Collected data
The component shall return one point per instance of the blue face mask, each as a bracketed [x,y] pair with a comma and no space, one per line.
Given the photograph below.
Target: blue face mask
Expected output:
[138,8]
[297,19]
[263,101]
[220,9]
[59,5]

• _Work to be completed_
Repeat every line of the records above, requests included, and scale each coordinate in the answers by 0.3, rounding to the nearest whole number with halves rounded up.

• _Task response_
The component shall return one point per instance of the blue face mask, each as a bracketed [x,y] pair with a comma and no space, one per line.
Given the photograph below.
Target: blue face mask
Expected output:
[41,2]
[89,6]
[79,30]
[66,3]
[18,2]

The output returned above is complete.